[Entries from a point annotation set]
◆ ◆ ◆ ◆
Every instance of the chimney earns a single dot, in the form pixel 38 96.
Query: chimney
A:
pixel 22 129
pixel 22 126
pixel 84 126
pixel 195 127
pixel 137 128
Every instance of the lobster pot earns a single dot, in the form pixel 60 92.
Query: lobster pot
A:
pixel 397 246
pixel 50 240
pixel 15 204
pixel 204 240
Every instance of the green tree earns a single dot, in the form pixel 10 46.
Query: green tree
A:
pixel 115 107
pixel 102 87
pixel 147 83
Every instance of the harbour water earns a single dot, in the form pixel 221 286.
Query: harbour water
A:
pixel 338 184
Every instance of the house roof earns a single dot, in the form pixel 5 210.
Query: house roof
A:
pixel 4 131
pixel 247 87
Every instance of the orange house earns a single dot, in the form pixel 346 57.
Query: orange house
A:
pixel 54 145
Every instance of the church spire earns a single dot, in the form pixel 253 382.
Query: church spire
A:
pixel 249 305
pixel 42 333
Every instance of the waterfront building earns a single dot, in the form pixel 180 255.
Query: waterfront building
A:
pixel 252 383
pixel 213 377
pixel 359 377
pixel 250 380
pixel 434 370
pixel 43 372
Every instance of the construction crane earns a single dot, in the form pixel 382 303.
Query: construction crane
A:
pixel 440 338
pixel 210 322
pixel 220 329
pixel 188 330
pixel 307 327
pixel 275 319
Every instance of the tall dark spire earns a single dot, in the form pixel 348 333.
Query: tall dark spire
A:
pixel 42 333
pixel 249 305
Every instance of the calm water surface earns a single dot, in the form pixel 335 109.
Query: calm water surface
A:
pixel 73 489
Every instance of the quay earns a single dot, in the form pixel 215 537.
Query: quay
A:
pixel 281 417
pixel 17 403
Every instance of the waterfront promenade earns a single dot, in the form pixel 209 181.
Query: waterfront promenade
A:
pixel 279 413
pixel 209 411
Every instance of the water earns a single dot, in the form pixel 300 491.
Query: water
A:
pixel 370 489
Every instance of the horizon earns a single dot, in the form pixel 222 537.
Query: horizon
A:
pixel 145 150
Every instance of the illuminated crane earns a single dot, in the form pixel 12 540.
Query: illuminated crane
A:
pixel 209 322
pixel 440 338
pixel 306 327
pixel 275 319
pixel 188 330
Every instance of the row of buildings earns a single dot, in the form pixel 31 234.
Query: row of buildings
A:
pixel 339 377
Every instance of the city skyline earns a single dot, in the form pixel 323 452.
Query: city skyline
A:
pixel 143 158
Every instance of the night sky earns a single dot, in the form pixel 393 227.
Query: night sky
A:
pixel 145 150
◆ ◆ ◆ ◆
__Task to carry out__:
Reproduce every row above word for word, keeping each line in its original order.

__Written response__:
Every instance of the chimney earns a single dot, in the form pixel 38 96.
Query: chimney
A:
pixel 22 129
pixel 22 126
pixel 84 126
pixel 195 127
pixel 137 128
Every instance of the lobster pot earns a single dot, in the form pixel 60 92.
Query: lobster pot
A:
pixel 397 246
pixel 50 240
pixel 15 204
pixel 204 240
Every instance of the green tree earns a single dot, in the form pixel 10 46.
Query: green tree
A:
pixel 115 107
pixel 102 87
pixel 147 83
Every instance of the harbour water earns a single dot, in the form pixel 221 286.
Query: harbour water
A:
pixel 338 184
Every instance of the house roof earns a single dot, in the form pixel 5 210.
Query: house roof
A:
pixel 4 131
pixel 247 87
Every instance of the orange house earns a single dot, in the form pixel 346 57.
Query: orange house
A:
pixel 54 145
Every instance of the church spire earns a single dot, in the form pixel 253 382.
Query: church spire
A:
pixel 249 305
pixel 42 333
Every instance of the waterfront building earns a single dot, in the form pixel 180 255.
Query: waterfront building
A:
pixel 252 383
pixel 213 377
pixel 359 377
pixel 250 380
pixel 434 370
pixel 43 372
Every instance of the construction crane earns a single dot, in the form pixel 382 303.
Query: construction crane
A:
pixel 440 338
pixel 210 322
pixel 220 329
pixel 188 330
pixel 307 327
pixel 275 319
Every instance of the tall dark spire earns a single dot, in the form pixel 348 333.
Query: tall dark spire
A:
pixel 42 333
pixel 249 305
Every instance of the calm water surface earns a single dot, in the form pixel 335 109.
Query: calm water surface
A:
pixel 73 489
Every instance of the quay earns a single dot, in the form pixel 215 537.
Query: quay
A:
pixel 281 417
pixel 17 403
Every instance of the waterfront promenade earns a single dot, in the form pixel 209 181.
Query: waterfront promenade
A:
pixel 279 413
pixel 209 411
Every instance of the water earns a single dot, in the form pixel 300 491.
Query: water
A:
pixel 370 489
Every instance of the horizon earns a single dot, in the form pixel 222 537.
Query: horizon
A:
pixel 145 150
Every instance of the illuminated crane earns a single dot, in the form pixel 12 540.
Query: illuminated crane
A:
pixel 209 322
pixel 440 338
pixel 306 327
pixel 275 319
pixel 188 330
Every instance of the row of buildings earns a single dot, in the form pixel 31 234.
Query: row of buildings
A:
pixel 339 377
Every instance of the city skyline earns a single dot, in the form pixel 323 452.
Query: city skyline
A:
pixel 143 158
Every instance of the night sky earns a single dot, in the form pixel 393 227.
Query: night sky
A:
pixel 145 150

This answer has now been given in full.